*** Opening EXCERPT TO READ ***

Farms on the decline
During the last 50 years, the number of farms in the U.S. has dropped from around 7 million, to 2 million in 2017, and only about 2.6 million people – about 1.3% of the labor force are employed in the literal and figurative field. The average age of U.S. farmers is nearly 60 years old, an 18% jump from just 25 years ago, according to the U.S. Census Bureau. Those declines may be steep, but the sector still has a $1.053 trillion impact to the economy.
As the farming community ages and decreases, a lot of institutional knowledge is being lost, and the University of Arkansas Cooperative Extension Service is taking steps to fill this knowledge and experience gap. The service has tapped retired Andy Vangilder as an instructor, to help growers in the state’s burgeoning peanut fields and serving as a mentor to younger agents.
“After 35 years, I’d retired after working in Northeast Arkansas,” said Vangilder, veteran extension agent for the University of Arkansas System Division of Agriculture. “My primary interest had always been cotton. So, I was away from extension for three years and then got a call from an old colleague saying ‘Hey, Andy, we have some peanut growers needing help.’”
Vangilder said Travis Faske, extension plant pathologist for the Division of Agriculture and the institution’s de facto peanut agronomist for the past several years, has proved an invaluable resource to his efforts.
“I lean on him for my information,” Vangilder said. “He has a big responsibility working on plant diseases, working on nematodes resistant crops and other things.”
One thing that’s important to understand, said Vangilder, “is we’re trying to get young agents better trained to get out and work with producers. That can be difficult for them because often there are few mentors. They can be alone in a county with little help. So, a few years ago, our director (Dr. Rick Cartwright) took a seasoned agent, Hank Chaney, and moved him into a position as an instructor/educator. Hank now works with all the young agents.”
Vangilder first began working with peanuts in the early 1980s in Craighead County. Vangilder’s experience with cotton proved beneficial because a peanut/cotton rotation is a key tool in conserving soil nutrients over consecutive growing seasons.

*** Closing EXCERPT TO READ ***
*** Opening DATASET EXTRACT ***

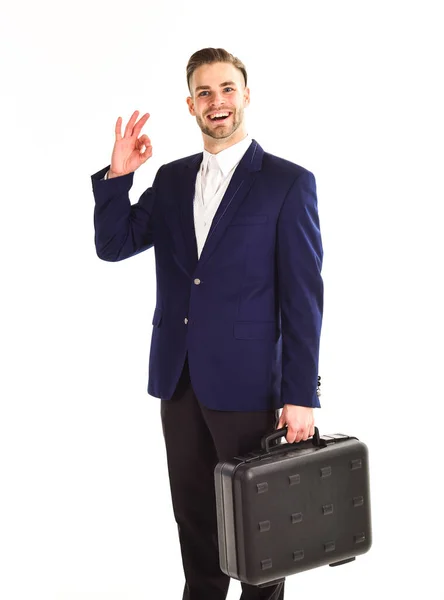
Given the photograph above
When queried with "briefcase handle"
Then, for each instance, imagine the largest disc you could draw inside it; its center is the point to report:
(278, 433)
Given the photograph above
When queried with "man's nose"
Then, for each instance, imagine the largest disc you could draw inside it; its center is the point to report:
(218, 99)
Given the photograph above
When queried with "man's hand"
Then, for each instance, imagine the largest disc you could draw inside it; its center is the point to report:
(299, 420)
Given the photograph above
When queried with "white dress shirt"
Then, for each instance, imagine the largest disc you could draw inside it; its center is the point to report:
(213, 177)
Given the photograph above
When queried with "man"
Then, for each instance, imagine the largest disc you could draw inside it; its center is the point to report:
(237, 322)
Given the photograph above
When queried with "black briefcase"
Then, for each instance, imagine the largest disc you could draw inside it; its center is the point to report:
(291, 507)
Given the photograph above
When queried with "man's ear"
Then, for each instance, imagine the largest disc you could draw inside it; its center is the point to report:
(246, 96)
(191, 106)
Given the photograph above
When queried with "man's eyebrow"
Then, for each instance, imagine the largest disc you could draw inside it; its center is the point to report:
(207, 87)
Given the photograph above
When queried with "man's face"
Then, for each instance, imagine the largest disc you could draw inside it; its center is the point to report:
(218, 89)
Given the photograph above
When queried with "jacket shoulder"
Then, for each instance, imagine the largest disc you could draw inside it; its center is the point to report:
(193, 159)
(282, 166)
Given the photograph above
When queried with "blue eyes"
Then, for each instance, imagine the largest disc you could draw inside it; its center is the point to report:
(225, 89)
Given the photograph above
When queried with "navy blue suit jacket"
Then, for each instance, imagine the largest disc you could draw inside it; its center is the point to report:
(249, 311)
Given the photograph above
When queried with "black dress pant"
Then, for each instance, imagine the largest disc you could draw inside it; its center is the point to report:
(196, 439)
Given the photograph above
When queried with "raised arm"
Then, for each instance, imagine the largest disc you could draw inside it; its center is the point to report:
(121, 229)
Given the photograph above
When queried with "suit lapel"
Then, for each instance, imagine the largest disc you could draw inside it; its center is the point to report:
(238, 188)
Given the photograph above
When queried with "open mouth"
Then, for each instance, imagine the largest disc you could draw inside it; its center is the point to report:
(219, 117)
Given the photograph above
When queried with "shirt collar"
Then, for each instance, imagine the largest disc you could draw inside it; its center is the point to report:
(228, 158)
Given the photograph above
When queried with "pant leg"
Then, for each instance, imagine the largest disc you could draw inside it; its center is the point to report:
(191, 458)
(235, 433)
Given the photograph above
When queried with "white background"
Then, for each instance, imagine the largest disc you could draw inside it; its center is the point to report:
(350, 90)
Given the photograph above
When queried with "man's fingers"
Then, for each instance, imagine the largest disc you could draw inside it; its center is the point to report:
(130, 124)
(141, 122)
(118, 130)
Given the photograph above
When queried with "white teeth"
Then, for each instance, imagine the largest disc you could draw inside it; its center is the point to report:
(218, 115)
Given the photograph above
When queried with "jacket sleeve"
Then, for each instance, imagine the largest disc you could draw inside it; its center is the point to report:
(299, 263)
(121, 229)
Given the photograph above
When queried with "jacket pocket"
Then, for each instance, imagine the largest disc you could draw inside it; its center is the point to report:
(157, 317)
(255, 330)
(249, 220)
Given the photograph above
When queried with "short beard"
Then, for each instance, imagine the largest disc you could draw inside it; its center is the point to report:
(219, 134)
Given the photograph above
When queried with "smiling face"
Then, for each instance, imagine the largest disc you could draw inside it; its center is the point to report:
(218, 99)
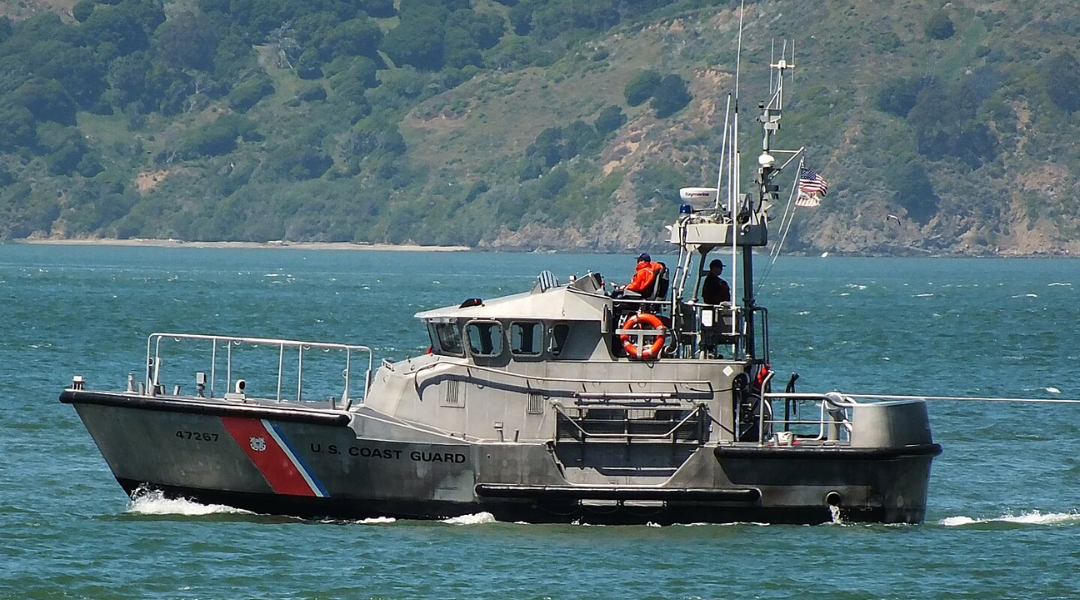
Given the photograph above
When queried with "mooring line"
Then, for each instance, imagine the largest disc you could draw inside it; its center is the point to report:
(967, 398)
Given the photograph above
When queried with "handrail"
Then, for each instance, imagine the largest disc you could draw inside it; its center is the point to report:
(153, 359)
(416, 377)
(833, 413)
(669, 435)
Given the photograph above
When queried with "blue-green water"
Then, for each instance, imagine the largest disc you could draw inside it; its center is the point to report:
(1004, 495)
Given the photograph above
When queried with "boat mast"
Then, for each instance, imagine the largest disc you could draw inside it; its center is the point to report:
(768, 192)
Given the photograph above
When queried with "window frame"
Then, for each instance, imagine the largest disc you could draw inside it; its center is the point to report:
(552, 338)
(433, 330)
(467, 340)
(540, 346)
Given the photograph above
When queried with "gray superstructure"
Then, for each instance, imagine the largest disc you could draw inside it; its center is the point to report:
(561, 404)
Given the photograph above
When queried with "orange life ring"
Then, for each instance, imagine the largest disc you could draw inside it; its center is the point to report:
(640, 319)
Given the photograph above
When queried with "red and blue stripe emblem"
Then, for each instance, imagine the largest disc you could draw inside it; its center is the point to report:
(279, 463)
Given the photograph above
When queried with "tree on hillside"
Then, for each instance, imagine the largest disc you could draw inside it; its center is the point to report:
(187, 41)
(940, 26)
(378, 8)
(671, 96)
(358, 37)
(1062, 76)
(609, 120)
(898, 96)
(914, 191)
(642, 86)
(417, 42)
(48, 100)
(16, 126)
(82, 10)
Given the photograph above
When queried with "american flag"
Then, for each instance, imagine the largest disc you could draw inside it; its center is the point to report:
(811, 188)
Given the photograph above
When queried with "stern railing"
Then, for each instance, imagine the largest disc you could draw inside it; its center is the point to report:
(788, 418)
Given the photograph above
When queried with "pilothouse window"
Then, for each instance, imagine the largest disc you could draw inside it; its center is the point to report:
(485, 338)
(449, 338)
(558, 335)
(526, 339)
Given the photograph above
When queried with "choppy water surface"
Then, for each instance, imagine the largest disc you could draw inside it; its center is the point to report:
(1004, 498)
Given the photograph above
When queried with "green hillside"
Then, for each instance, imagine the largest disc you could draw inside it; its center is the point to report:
(532, 124)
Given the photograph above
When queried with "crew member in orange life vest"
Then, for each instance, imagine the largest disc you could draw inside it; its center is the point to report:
(644, 277)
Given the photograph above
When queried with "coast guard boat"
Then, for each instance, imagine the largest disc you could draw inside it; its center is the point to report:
(561, 404)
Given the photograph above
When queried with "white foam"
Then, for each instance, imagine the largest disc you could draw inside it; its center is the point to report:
(156, 503)
(1034, 517)
(478, 518)
(378, 520)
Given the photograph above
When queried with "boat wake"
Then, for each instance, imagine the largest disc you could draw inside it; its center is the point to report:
(1034, 517)
(478, 518)
(156, 503)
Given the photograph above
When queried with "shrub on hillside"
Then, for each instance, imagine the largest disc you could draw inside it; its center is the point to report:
(940, 26)
(642, 87)
(609, 120)
(1063, 81)
(671, 96)
(248, 93)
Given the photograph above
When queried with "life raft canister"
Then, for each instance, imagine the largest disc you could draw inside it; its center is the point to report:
(639, 321)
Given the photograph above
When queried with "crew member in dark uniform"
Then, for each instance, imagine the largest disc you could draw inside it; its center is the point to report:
(715, 289)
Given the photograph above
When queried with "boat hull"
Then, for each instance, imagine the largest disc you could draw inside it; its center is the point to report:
(324, 463)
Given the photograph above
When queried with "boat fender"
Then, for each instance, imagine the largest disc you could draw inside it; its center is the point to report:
(639, 321)
(761, 375)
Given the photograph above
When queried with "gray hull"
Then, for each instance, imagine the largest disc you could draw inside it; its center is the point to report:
(358, 464)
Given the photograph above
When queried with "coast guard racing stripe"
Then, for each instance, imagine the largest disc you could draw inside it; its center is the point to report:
(275, 459)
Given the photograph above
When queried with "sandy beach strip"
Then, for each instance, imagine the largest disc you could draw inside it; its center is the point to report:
(278, 244)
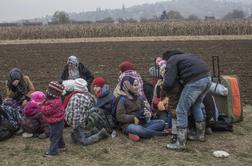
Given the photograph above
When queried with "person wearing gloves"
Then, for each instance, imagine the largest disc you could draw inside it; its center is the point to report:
(132, 115)
(193, 73)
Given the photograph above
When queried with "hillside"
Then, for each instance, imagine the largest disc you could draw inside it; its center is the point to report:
(201, 8)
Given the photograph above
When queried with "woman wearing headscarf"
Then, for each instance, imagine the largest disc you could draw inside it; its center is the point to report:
(74, 69)
(128, 69)
(19, 86)
(131, 113)
(77, 106)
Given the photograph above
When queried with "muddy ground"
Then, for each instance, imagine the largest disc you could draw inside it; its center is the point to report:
(44, 62)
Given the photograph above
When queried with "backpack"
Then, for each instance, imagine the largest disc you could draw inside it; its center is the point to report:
(148, 91)
(100, 118)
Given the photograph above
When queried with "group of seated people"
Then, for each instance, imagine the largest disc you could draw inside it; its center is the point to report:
(97, 115)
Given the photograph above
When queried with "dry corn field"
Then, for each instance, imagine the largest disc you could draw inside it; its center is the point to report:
(171, 28)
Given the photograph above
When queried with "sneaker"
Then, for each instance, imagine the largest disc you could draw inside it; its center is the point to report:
(134, 137)
(27, 135)
(42, 136)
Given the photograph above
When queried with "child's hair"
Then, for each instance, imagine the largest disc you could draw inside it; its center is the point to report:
(54, 89)
(38, 97)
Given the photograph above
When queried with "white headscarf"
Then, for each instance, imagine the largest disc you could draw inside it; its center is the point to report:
(80, 85)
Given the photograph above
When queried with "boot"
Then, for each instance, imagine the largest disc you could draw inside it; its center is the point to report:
(209, 131)
(95, 138)
(200, 132)
(173, 139)
(180, 144)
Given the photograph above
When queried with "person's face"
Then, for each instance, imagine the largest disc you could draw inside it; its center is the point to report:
(97, 89)
(135, 87)
(15, 82)
(71, 66)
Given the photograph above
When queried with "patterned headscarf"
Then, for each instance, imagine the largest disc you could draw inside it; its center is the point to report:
(73, 72)
(126, 86)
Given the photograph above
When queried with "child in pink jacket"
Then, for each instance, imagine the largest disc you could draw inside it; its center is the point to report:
(32, 121)
(53, 112)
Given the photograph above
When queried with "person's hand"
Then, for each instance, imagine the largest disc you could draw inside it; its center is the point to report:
(15, 82)
(136, 120)
(24, 103)
(161, 106)
(166, 102)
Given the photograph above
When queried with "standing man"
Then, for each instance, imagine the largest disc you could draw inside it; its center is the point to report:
(193, 73)
(74, 69)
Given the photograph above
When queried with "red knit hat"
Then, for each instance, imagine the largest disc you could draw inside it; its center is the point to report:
(126, 65)
(98, 81)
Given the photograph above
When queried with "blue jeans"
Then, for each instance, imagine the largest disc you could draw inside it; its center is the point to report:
(191, 98)
(148, 130)
(56, 137)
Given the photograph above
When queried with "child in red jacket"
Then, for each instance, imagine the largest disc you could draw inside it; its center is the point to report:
(53, 112)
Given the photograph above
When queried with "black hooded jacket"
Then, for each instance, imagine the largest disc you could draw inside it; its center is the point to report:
(184, 68)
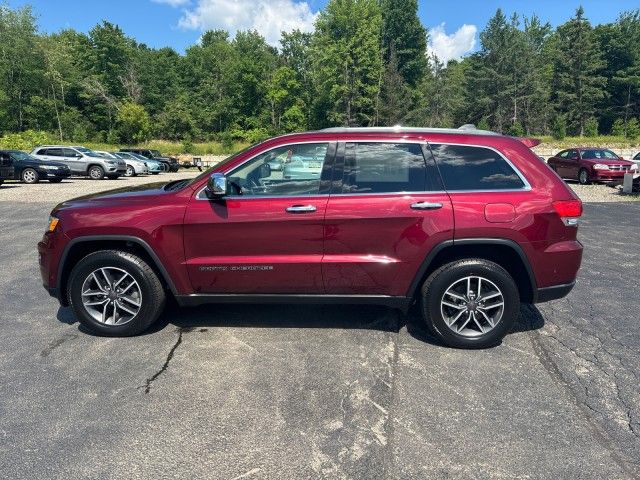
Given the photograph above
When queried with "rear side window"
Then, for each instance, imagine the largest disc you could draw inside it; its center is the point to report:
(383, 168)
(465, 167)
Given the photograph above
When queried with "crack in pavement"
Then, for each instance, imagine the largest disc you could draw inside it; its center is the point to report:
(600, 434)
(150, 380)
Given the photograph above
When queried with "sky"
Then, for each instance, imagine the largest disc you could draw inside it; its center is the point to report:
(453, 26)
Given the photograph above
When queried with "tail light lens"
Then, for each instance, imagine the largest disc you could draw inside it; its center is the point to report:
(569, 211)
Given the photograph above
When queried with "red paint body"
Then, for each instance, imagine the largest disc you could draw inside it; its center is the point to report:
(351, 245)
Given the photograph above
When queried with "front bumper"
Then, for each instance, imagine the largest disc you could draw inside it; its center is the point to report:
(555, 292)
(6, 173)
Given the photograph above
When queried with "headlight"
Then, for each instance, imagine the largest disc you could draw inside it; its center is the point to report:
(53, 223)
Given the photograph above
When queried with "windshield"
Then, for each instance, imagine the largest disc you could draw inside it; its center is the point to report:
(18, 155)
(208, 171)
(594, 154)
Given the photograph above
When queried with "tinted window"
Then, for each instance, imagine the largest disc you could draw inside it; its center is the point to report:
(383, 168)
(474, 168)
(290, 170)
(55, 152)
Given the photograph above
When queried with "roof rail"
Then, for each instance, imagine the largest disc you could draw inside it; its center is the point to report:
(468, 129)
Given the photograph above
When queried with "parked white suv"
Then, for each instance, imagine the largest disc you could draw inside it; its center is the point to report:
(82, 161)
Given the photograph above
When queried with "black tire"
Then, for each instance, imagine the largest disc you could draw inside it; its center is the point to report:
(30, 176)
(583, 177)
(96, 172)
(433, 293)
(152, 293)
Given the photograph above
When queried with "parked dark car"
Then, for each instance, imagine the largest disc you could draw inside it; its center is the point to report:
(171, 164)
(6, 167)
(591, 165)
(467, 224)
(31, 170)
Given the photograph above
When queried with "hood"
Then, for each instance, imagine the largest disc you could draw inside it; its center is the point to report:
(608, 161)
(119, 196)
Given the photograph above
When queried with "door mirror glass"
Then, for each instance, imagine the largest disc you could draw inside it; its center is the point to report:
(216, 186)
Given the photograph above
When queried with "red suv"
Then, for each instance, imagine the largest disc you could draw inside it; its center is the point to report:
(467, 223)
(591, 165)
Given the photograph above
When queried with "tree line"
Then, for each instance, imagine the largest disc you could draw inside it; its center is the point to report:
(366, 64)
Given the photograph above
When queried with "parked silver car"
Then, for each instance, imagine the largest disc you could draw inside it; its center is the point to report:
(134, 167)
(82, 161)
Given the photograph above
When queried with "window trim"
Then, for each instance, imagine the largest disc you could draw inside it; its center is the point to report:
(327, 167)
(525, 188)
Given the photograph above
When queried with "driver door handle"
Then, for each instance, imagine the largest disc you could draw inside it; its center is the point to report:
(301, 209)
(426, 206)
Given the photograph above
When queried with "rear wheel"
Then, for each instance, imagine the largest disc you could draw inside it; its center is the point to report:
(96, 172)
(583, 176)
(470, 303)
(29, 175)
(115, 293)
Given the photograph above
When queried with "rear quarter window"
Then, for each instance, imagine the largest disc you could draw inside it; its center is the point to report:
(465, 167)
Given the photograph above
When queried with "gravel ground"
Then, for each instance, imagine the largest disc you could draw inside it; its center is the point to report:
(75, 187)
(265, 391)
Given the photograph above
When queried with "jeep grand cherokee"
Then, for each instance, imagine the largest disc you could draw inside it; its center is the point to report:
(467, 223)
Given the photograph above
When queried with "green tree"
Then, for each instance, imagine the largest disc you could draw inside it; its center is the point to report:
(578, 61)
(404, 36)
(134, 124)
(347, 63)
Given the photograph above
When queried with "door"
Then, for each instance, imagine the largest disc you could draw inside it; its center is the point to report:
(73, 160)
(266, 235)
(387, 212)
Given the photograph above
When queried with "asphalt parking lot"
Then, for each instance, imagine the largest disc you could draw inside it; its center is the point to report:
(257, 392)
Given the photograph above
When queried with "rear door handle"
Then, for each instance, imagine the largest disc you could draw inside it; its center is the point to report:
(426, 206)
(301, 209)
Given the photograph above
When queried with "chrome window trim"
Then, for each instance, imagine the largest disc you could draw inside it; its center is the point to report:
(202, 196)
(527, 185)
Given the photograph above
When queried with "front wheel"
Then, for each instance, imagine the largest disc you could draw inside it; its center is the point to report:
(583, 176)
(29, 175)
(115, 293)
(470, 303)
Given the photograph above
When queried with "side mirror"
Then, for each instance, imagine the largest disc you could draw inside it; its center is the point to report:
(265, 170)
(216, 186)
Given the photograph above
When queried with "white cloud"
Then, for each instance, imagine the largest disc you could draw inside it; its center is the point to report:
(269, 18)
(173, 3)
(454, 46)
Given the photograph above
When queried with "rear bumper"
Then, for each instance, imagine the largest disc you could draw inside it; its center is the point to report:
(555, 292)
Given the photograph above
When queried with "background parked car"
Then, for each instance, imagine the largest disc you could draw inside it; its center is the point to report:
(134, 166)
(591, 165)
(31, 170)
(6, 167)
(171, 164)
(82, 161)
(153, 166)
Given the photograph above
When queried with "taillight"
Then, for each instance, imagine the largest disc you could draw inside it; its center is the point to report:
(569, 211)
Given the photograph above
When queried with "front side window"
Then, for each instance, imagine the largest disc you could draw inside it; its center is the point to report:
(291, 170)
(383, 168)
(465, 167)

*** Closing DATASET EXTRACT ***

_PROBLEM 1_. Who are all the people named in the farm decline article?
_PROBLEM 2_. Could you pick up the farm decline article after its final sentence and continue it?

_OUTPUT 1_. Andy Vangilder, Travis Faske, Rick Cartwright, Hank Chaney

_OUTPUT 2_.
“That means I’m doing peanut field calls, doing research on production practices to increase income, and help younger agents learn peanuts and cotton,” he said. “I’m the first to say I’m not a peanut specialist, but I’ve learned a lot since taking this position. Knowledge will come when you’re willing to work.”
What’s interesting about growing peanuts in Arkansas, he said, “is we can grow them in some of the sandiest, sorriest root-knot nematode-infested ground. That crop will do very well and reduce the nematode population, and then the producer can come back and grow a cotton or soybean crop that has a good seed or in-furrow treatment. The third year, producers can plant corn or soybeans before coming back to peanuts. That’s a very successful rotation scheme.”
Several equipment upgrades will help with research in the state, Vangilder said, including a weigh wagon, which Monfort designed, and a portable harvester.
“That’s been one of the problems with peanut research,” Vangilder said. “It’s hard to get accurate data without the right equipment. Do the weights in the field tell you whether a product or practice is actually working? A proper weigh wagon will give us those answers and we’ve got one coming. That will make a great difference in giving us answers in how to move peanut production to a greater level in the state.”